- Requirements
Give the data below again, word for word.

START Entries shown

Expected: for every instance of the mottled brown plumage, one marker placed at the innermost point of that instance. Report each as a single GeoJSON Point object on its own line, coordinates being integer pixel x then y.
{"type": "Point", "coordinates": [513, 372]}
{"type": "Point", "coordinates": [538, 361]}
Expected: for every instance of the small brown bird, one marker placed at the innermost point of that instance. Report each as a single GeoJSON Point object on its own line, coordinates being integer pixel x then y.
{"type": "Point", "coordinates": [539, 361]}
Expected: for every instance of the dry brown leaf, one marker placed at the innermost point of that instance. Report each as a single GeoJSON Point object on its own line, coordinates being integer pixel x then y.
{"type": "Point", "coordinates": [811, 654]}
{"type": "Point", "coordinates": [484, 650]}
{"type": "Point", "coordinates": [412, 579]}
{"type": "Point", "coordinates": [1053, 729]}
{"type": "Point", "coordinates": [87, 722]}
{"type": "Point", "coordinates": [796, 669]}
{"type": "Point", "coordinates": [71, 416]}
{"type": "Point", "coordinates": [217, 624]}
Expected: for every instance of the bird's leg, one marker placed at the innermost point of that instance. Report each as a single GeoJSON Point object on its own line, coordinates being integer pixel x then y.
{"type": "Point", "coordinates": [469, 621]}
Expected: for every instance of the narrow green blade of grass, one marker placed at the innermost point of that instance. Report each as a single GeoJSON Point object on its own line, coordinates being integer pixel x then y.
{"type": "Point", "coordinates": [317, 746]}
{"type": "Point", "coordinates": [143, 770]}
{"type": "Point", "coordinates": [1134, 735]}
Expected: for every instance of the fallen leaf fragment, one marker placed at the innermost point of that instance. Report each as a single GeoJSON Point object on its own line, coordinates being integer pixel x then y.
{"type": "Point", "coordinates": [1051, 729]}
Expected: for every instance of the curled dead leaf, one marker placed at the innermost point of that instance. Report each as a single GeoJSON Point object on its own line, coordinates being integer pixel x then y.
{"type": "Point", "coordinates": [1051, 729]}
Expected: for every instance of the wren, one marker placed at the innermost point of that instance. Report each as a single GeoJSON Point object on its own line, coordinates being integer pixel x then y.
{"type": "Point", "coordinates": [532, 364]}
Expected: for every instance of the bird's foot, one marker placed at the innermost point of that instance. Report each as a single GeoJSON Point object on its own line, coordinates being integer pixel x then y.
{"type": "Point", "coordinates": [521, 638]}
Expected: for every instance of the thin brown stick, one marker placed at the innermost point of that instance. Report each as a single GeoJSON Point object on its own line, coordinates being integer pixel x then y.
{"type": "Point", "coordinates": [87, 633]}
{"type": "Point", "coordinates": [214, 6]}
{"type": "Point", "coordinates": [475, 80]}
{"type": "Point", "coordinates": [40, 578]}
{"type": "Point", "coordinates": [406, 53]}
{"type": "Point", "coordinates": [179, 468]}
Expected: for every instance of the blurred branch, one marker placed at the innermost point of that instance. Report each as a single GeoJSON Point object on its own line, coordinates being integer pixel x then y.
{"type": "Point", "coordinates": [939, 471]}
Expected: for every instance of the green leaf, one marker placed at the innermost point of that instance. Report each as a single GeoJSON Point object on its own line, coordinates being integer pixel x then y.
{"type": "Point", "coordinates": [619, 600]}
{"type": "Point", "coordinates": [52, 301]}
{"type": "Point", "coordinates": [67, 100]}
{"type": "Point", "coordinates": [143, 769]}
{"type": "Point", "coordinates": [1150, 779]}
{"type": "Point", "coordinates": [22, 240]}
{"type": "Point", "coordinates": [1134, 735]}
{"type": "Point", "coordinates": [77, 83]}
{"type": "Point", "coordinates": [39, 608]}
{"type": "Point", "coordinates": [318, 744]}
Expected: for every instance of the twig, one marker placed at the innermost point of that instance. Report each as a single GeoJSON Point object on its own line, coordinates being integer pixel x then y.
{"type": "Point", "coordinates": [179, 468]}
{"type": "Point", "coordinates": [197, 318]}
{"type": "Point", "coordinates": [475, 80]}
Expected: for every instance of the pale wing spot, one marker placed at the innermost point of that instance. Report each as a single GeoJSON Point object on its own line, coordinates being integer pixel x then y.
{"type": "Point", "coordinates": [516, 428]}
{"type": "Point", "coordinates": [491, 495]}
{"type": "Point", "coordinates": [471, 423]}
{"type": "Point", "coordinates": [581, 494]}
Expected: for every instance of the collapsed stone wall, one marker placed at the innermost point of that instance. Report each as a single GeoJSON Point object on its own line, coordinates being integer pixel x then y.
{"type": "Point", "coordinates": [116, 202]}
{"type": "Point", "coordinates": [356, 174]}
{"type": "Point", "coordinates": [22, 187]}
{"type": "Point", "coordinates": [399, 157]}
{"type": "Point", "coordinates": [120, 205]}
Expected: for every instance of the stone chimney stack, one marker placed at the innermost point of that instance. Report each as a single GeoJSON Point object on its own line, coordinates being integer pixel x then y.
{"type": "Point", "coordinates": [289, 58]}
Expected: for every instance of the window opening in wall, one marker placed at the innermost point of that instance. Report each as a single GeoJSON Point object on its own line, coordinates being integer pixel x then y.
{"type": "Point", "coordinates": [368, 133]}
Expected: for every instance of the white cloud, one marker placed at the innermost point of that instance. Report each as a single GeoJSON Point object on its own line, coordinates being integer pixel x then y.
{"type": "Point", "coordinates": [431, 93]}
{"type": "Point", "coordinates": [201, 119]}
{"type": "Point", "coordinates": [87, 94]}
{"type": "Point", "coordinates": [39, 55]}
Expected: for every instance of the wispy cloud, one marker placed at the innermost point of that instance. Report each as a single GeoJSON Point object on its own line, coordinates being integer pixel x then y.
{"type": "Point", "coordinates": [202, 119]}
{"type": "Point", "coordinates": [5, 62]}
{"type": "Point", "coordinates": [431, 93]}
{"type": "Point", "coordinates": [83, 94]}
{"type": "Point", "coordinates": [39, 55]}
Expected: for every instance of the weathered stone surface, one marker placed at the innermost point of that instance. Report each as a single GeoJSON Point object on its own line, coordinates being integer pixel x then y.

END Entries shown

- Written reply
Expected: for every instance of the mottled brown plumage, one marker placed at the innermost point of that instance. Report each as a single GeoJSON Point object on its own line, coordinates being integer pixel x then y.
{"type": "Point", "coordinates": [513, 372]}
{"type": "Point", "coordinates": [538, 361]}
Expected: for every instance of the small brown bird, one marker placed at the innermost point of that instance. Report each as a single GeoJSON Point object on its own line, coordinates being integer pixel x then y.
{"type": "Point", "coordinates": [539, 361]}
Expected: for every instance of the dry brown leaf, one marker placed at the innermost point of that instance. Report each as a single GeoJSON Point object on its own line, coordinates being integer pixel x then y.
{"type": "Point", "coordinates": [811, 654]}
{"type": "Point", "coordinates": [484, 650]}
{"type": "Point", "coordinates": [412, 579]}
{"type": "Point", "coordinates": [1053, 729]}
{"type": "Point", "coordinates": [87, 722]}
{"type": "Point", "coordinates": [796, 669]}
{"type": "Point", "coordinates": [71, 416]}
{"type": "Point", "coordinates": [217, 624]}
Expected: for every instance of the bird's leg, one marker placed at the innermost point of that instance. Report each as a single GeoJSON Point object on its own line, coordinates being integer pixel x then y.
{"type": "Point", "coordinates": [469, 621]}
Expected: for every instance of the narrow green blade of grass, one marker placed at the innermost point of that instance. Report each as a single GeoJSON Point object on its own line, coordinates being integer pixel x then y.
{"type": "Point", "coordinates": [317, 746]}
{"type": "Point", "coordinates": [143, 770]}
{"type": "Point", "coordinates": [1134, 735]}
Expected: for every instance of the fallen leaf fragment, one marker placed at the innermost point of that instance. Report each as a single GeoJSON Point object on its own line, coordinates being integer pixel x then y.
{"type": "Point", "coordinates": [1051, 729]}
Expected: for every instance of the curled dead leaf, one marker placed at the innermost point of that instance. Report each as a single GeoJSON Point object on its own line, coordinates being integer pixel x then y.
{"type": "Point", "coordinates": [1051, 729]}
Expected: for every instance of the wren, one marker placed at the innermost point of that instance. Report each as a single GeoJSON Point object on its own line, coordinates being integer pixel x then y.
{"type": "Point", "coordinates": [532, 364]}
Expected: for every instance of the bird's foot, one marker placed at the innermost point of that instance. Report each as a single GeoJSON Point object on its own line, coordinates being integer pixel x then y.
{"type": "Point", "coordinates": [521, 638]}
Expected: for every instance of the thin brown stick, one marker placed at the innermost point of that instance. Report each as a single GeoJSON Point object on its own line, coordinates being integer pixel x then y.
{"type": "Point", "coordinates": [87, 633]}
{"type": "Point", "coordinates": [214, 6]}
{"type": "Point", "coordinates": [475, 80]}
{"type": "Point", "coordinates": [40, 578]}
{"type": "Point", "coordinates": [406, 53]}
{"type": "Point", "coordinates": [179, 468]}
Expected: for every instance of the blurred branch, one marker placed at the innermost point of that instance. Report each as a single GeoJSON Point object on its own line, coordinates being integer pixel x then y.
{"type": "Point", "coordinates": [939, 471]}
Expected: for every instance of the green leaf, one marker placed at the innermost point of that instance. Report each as a single GeoJSON Point object on its own line, coordinates being integer pixel x then y.
{"type": "Point", "coordinates": [619, 600]}
{"type": "Point", "coordinates": [52, 301]}
{"type": "Point", "coordinates": [67, 100]}
{"type": "Point", "coordinates": [143, 769]}
{"type": "Point", "coordinates": [1150, 779]}
{"type": "Point", "coordinates": [22, 240]}
{"type": "Point", "coordinates": [1134, 735]}
{"type": "Point", "coordinates": [77, 83]}
{"type": "Point", "coordinates": [39, 608]}
{"type": "Point", "coordinates": [318, 744]}
Expected: for every instance of the twig, one marker placed at the innermost point of that instance. Report each as a single GeoJSON Point object on its own line, coordinates being integer pixel x then y.
{"type": "Point", "coordinates": [179, 468]}
{"type": "Point", "coordinates": [197, 318]}
{"type": "Point", "coordinates": [475, 80]}
Expected: for every instance of the pale wing spot, one marker placed at the innermost point of that instance. Report each as a single GeoJSON Point object on its own line, coordinates being integer pixel x then y.
{"type": "Point", "coordinates": [516, 428]}
{"type": "Point", "coordinates": [491, 495]}
{"type": "Point", "coordinates": [471, 423]}
{"type": "Point", "coordinates": [581, 494]}
Expected: for every instance of the collapsed stone wall, one marker placed at the innermost point of that instance. Report each as a single GeoJSON Point object on its own line, coordinates being integer pixel x then y.
{"type": "Point", "coordinates": [116, 202]}
{"type": "Point", "coordinates": [356, 174]}
{"type": "Point", "coordinates": [22, 187]}
{"type": "Point", "coordinates": [399, 157]}
{"type": "Point", "coordinates": [120, 205]}
Expected: for every instance of the stone chimney stack, one marker placed at the innermost point of that instance. Report each as a single GeoJSON Point object on its own line, coordinates being integer pixel x then y.
{"type": "Point", "coordinates": [289, 58]}
Expected: for every instance of the window opening in wall, one marker placed at the innermost point of that instance. Report each as a single GeoJSON Point object on its own line, coordinates being integer pixel x then y.
{"type": "Point", "coordinates": [368, 133]}
Expected: for every instance of the white cloud, one marker placed at the innermost point of that instance. Report each as a single GeoJSON Point object on its own line, coordinates being integer pixel x then y.
{"type": "Point", "coordinates": [431, 93]}
{"type": "Point", "coordinates": [201, 119]}
{"type": "Point", "coordinates": [87, 94]}
{"type": "Point", "coordinates": [39, 55]}
Expected: for every instance of the wispy cloud, one marker placed at the innermost point of that instance. Report each as a single GeoJSON Point object on its own line, coordinates being integer pixel x then y.
{"type": "Point", "coordinates": [202, 119]}
{"type": "Point", "coordinates": [5, 62]}
{"type": "Point", "coordinates": [431, 93]}
{"type": "Point", "coordinates": [83, 94]}
{"type": "Point", "coordinates": [39, 55]}
Expected: for every instance of the weathered stone surface, one marker placed at the innermost point of that instance. Report each as a single GeoJSON Point object on its own line, coordinates being integer pixel x then y.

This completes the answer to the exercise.